Travail à faire:
**A.** Recopiez sans rien changer un passage de l'extrait sur la méritocratie et l'école, en commençant aux mots « Deux types d’apprentissage » et en vous arrêtant après « de sa langue maternelle. ».
**B.** Répondez brièvement à ces questions sur l'extrait consacré à la méritocratie et à l'école.
(i) À quels étudiants le discours du Président de la République était-il destiné ?
(ii) Quelles sont les deux sources citées pour affirmer que les États-Unis offrent le moins de mobilité intergénérationnelle ?
(iii) Selon l'extrait, quand dit-on qu'un apprentissage est implicite ?

Extrait de page:
++++++++++++++++++++

La méritocratie et l’école, un marché de dupes - Le mérite et l’égalité expliqués aux présidents et aux Libéraux (II)
Dans un discours destiné aux étudiants de l’université de Columbia, le Président de la République Française a réitéré son admiration pour le modèle américain qui consacrait selon lui l’audace, la responsabilité et l’initiative, sanctionnées par la récompense. Or, contrairement à ce qu’affirme notre Président, qui ne reprend qu’un préjugé fort répandu, les Etats-Unis d’Amérique représentent le modèle qui offre le moins de mobilité intergénérationnelle d’après les études de la London School of Economics (in Intergenerational Mobility in Europe and North America, 2005), et de l’OCDE (voir leur site). Dans le même temps, Nicolas Sarkozy a rejeté l’égalité en suggérant que cela confinait à l’uniformité. Mais nous avons vu dans le précédent billet que pour des raisons d’héritage génétique et sociale, les individus commencent leur vie avec un passif qui interdit l’uniformité et avalise les inégalités. Comme si des joueurs de Monopoly débutaient la partie sur des cases différentes. On pourrait alors s’attendre à ce que l’école républicaine, au sens générique, vienne diminuer les inégalités et offrir les mêmes chances à tous. Nous constaterons qu’il n’en est rien.
Deux types d’apprentissage coexistent : l’apprentissage implicite et explicite. On dit que l’apprentissage est implicite lorsqu’il n’est pas intentionnel : apprendre à parler sa langue maternelle. On dit que l’apprentissage est explicite lorsqu’on apprend consciemment : étudier la grammaire de sa langue maternelle.

++++++++++++++++++++

Données fournies:
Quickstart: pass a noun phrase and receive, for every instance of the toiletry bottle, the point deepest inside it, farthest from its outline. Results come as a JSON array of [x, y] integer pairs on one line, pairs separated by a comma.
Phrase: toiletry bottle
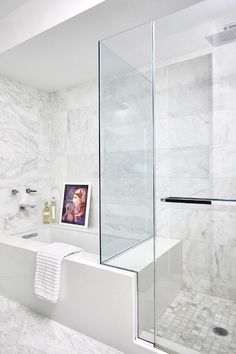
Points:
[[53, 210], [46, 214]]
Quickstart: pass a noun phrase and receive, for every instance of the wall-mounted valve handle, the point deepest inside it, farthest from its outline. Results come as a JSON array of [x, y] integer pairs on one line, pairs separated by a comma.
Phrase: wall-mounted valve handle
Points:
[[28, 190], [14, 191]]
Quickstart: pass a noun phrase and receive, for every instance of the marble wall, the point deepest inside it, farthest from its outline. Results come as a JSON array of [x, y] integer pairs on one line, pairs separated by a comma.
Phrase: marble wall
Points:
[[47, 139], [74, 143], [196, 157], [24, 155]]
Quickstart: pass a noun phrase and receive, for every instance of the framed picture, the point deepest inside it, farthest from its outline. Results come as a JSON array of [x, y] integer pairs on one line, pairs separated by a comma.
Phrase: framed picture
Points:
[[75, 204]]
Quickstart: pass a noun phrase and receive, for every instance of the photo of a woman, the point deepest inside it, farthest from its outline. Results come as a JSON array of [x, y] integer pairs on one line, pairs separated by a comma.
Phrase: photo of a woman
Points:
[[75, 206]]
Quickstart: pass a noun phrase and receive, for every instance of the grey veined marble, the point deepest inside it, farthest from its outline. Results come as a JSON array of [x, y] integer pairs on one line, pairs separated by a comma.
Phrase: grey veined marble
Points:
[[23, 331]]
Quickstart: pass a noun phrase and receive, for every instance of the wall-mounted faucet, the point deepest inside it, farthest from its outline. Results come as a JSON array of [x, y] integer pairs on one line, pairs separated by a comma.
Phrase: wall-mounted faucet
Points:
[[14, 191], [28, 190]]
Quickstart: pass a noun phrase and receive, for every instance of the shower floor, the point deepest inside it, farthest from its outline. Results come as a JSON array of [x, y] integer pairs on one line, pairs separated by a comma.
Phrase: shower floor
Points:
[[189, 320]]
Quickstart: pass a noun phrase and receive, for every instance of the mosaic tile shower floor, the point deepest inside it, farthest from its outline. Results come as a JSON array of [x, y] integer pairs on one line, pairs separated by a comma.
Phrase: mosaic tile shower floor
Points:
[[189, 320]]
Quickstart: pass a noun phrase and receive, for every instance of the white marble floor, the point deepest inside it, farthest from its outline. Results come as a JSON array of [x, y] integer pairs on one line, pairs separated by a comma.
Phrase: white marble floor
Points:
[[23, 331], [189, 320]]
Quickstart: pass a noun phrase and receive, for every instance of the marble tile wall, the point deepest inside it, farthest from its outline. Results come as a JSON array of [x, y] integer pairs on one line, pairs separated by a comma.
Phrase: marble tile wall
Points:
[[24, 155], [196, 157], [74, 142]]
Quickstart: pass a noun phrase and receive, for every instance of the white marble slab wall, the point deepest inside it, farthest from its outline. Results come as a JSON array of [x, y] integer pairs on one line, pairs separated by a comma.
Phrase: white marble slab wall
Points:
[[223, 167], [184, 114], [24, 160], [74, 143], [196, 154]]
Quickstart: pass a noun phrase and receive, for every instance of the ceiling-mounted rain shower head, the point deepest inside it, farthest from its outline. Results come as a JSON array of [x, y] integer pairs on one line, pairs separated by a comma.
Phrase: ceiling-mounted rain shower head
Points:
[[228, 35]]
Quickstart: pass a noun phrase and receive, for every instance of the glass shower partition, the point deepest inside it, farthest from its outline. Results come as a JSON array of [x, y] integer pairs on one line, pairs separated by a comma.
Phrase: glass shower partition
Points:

++++++++++++++++++++

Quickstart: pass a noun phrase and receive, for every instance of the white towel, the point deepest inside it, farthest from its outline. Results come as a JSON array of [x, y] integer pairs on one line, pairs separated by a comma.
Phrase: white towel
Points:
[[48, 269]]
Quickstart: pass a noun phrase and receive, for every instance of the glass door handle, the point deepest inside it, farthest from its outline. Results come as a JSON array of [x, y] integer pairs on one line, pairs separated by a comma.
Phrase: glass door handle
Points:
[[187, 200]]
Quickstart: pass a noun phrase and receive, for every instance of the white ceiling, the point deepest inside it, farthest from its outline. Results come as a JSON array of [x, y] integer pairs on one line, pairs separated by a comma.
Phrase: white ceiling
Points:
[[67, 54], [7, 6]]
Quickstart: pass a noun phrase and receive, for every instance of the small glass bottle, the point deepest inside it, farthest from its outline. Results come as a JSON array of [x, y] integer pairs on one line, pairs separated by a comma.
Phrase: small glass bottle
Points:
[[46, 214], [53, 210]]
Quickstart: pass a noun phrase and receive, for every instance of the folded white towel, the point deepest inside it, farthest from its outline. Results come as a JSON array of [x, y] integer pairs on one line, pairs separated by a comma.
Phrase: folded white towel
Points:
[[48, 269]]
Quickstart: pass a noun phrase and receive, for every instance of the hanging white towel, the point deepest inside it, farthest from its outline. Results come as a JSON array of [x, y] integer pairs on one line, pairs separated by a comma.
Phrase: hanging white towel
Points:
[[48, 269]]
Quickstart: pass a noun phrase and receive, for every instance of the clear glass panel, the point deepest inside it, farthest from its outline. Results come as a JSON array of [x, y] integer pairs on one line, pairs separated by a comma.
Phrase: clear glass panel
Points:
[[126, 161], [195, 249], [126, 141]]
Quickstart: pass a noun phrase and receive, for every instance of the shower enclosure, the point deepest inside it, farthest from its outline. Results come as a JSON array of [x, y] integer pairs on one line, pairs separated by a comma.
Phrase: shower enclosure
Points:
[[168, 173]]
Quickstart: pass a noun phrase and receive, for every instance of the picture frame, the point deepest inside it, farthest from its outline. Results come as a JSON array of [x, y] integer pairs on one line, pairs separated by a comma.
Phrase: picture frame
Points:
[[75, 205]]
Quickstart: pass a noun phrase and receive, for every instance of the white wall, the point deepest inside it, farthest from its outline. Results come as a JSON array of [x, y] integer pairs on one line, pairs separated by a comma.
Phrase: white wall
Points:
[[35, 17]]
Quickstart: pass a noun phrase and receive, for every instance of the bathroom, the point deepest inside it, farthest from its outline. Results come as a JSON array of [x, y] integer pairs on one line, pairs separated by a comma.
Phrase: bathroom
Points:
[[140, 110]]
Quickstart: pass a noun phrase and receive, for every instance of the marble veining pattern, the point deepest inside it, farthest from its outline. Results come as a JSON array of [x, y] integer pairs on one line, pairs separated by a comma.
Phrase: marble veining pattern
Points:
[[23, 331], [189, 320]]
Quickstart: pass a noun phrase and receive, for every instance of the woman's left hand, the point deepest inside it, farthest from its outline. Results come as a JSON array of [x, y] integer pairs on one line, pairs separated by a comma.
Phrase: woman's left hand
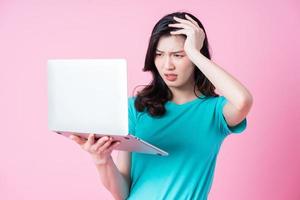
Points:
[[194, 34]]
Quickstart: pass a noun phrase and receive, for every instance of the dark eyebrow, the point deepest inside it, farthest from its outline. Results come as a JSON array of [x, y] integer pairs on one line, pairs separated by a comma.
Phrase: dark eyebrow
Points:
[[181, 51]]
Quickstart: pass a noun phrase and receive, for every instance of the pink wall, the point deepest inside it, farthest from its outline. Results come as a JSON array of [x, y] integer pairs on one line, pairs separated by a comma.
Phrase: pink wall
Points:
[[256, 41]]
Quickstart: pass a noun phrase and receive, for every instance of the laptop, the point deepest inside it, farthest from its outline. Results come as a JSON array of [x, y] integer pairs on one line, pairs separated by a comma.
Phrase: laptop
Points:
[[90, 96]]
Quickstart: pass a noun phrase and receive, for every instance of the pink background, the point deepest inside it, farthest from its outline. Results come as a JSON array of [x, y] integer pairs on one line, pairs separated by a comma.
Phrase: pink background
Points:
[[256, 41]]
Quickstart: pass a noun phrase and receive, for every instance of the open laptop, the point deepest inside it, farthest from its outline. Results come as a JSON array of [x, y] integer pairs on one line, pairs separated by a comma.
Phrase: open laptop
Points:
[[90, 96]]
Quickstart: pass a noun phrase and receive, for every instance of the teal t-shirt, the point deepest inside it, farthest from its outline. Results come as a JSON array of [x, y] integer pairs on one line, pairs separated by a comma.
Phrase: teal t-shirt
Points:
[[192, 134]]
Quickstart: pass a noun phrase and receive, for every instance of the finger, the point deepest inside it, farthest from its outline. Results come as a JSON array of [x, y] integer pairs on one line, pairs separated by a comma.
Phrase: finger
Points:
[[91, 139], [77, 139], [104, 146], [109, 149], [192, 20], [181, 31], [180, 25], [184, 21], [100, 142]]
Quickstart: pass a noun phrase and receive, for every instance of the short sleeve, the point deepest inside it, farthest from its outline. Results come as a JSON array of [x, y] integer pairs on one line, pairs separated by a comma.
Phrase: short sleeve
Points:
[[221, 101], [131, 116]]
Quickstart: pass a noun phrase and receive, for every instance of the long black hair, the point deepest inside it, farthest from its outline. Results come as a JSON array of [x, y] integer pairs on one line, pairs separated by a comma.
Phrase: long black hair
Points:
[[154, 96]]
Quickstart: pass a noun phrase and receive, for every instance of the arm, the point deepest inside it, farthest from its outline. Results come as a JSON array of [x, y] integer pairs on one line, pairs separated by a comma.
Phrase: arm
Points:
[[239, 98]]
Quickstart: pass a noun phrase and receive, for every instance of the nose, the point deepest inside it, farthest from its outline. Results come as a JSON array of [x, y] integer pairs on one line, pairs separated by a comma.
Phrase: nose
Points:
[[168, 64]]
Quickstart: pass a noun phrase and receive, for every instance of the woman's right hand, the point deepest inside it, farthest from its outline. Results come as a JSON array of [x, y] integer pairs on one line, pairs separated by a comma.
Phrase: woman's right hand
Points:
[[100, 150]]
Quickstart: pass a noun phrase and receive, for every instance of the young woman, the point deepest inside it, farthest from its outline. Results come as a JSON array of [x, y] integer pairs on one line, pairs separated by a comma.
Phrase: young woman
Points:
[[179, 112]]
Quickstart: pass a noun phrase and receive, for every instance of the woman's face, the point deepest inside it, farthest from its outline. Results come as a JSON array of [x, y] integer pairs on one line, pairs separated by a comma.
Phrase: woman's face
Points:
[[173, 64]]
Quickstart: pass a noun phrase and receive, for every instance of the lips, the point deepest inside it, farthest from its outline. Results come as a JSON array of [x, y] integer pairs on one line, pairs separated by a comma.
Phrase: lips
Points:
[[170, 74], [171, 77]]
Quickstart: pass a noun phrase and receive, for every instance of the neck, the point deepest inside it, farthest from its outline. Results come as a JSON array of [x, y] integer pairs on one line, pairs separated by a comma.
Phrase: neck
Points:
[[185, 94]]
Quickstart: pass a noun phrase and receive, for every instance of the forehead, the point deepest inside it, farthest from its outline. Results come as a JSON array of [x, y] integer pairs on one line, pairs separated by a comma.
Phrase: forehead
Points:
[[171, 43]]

++++++++++++++++++++

Corrigé des exercices:
**A.**
Deux types d’apprentissage coexistent : l’apprentissage implicite et explicite. On dit que l’apprentissage est implicite lorsqu’il n’est pas intentionnel : apprendre à parler sa langue maternelle. On dit que l’apprentissage est explicite lorsqu’on apprend consciemment : étudier la grammaire de sa langue maternelle.

**B.**
(i) Aux étudiants de l'université de Columbia.
(ii) Les études de la London School of Economics et celles de l'OCDE.
(iii) Lorsqu'il n'est pas intentionnel, comme apprendre à parler sa langue maternelle.